> PROBLEM 1
Present everything in the records from the line containing "forehead in the photo above." down to the end of the records, both ends included, as a Markdown table with the columns Row and Record line. Give each line its own numbered row and omit blank lines.

━━━━━ SOURCE DOCUMENT

Before we compare anything, let’s make sure we understand what whole life insurance is — because the agents who sell it go out of their way to make it sound complicated. Complexity is their friend. Simplicity is yours.

Whole life insurance is a type of permanent life insurance. Unlike term insurance (which covers you for a set period, like 20 or 30 years), whole life covers you for your entire life. As long as you keep paying premiums, the policy stays active, and your beneficiaries receive a death benefit when you die.

Here’s where it gets interesting — and where the sales pitch begins. Whole life policies have a cash value component. A portion of your premium goes toward this cash value, which grows over time on a tax-deferred basis. You can borrow against it, withdraw from it (with restrictions), or surrender the policy to get it back.

Sounds great on paper. Here’s the reality:

The pitch is that whole life “forces you to save” and “builds wealth tax-free.” The reality is that it forces you to save at a terrible rate of return inside a product you can’t easily exit.

━━━━━━━━━━
━━━━━ DATA FOR PROCESSING

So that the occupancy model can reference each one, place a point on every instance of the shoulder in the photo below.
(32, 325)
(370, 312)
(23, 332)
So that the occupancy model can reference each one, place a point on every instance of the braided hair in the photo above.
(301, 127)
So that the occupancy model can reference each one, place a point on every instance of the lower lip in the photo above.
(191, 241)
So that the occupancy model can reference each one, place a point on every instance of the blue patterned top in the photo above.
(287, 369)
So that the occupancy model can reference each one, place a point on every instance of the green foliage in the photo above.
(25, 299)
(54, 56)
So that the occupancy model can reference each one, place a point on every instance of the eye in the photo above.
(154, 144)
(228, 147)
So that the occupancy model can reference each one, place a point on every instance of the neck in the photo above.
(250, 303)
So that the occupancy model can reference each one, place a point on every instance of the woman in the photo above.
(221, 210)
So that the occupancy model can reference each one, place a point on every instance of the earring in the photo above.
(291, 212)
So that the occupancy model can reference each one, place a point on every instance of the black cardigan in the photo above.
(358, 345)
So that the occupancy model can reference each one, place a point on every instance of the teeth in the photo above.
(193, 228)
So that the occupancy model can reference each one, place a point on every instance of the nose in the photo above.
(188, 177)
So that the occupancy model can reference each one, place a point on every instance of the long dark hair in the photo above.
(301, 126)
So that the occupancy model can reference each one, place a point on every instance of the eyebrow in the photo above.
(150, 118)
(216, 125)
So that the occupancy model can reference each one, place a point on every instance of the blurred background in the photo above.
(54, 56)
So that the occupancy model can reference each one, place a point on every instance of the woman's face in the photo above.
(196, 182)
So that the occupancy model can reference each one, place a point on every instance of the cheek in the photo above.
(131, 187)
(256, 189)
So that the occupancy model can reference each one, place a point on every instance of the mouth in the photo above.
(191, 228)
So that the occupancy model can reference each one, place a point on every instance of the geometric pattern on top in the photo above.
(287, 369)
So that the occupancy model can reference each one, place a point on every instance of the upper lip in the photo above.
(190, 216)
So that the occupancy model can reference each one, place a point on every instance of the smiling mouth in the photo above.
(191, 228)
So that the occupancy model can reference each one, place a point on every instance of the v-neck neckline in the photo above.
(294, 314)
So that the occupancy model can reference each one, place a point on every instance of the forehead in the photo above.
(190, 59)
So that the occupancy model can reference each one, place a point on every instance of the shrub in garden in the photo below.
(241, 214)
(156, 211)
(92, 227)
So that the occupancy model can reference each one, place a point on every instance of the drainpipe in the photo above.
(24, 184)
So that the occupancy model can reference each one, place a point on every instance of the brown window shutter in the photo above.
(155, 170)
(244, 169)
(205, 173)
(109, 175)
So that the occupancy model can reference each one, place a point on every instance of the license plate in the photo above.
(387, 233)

━━━━━━━━━━

> PROBLEM 2
Write out everything from "The pitch is" down to "can’t easily exit." in the passage on whole life insurance, copied word for word.

> WORKED ANSWER 1
| Row | Record line |
|---|---|
| 1 | So that the occupancy model can reference each one, place a point on every instance of the forehead in the photo above. |
| 2 | (190, 59) |
| 3 | So that the occupancy model can reference each one, place a point on every instance of the shrub in garden in the photo below. |
| 4 | (241, 214) |
| 5 | (156, 211) |
| 6 | (92, 227) |
| 7 | So that the occupancy model can reference each one, place a point on every instance of the drainpipe in the photo above. |
| 8 | (24, 184) |
| 9 | So that the occupancy model can reference each one, place a point on every instance of the brown window shutter in the photo above. |
| 10 | (155, 170) |
| 11 | (244, 169) |
| 12 | (205, 173) |
| 13 | (109, 175) |
| 14 | So that the occupancy model can reference each one, place a point on every instance of the license plate in the photo above. |
| 15 | (387, 233) |

> WORKED ANSWER 2
The pitch is that whole life “forces you to save” and “builds wealth tax-free.” The reality is that it forces you to save at a terrible rate of return inside a product you can’t easily exit.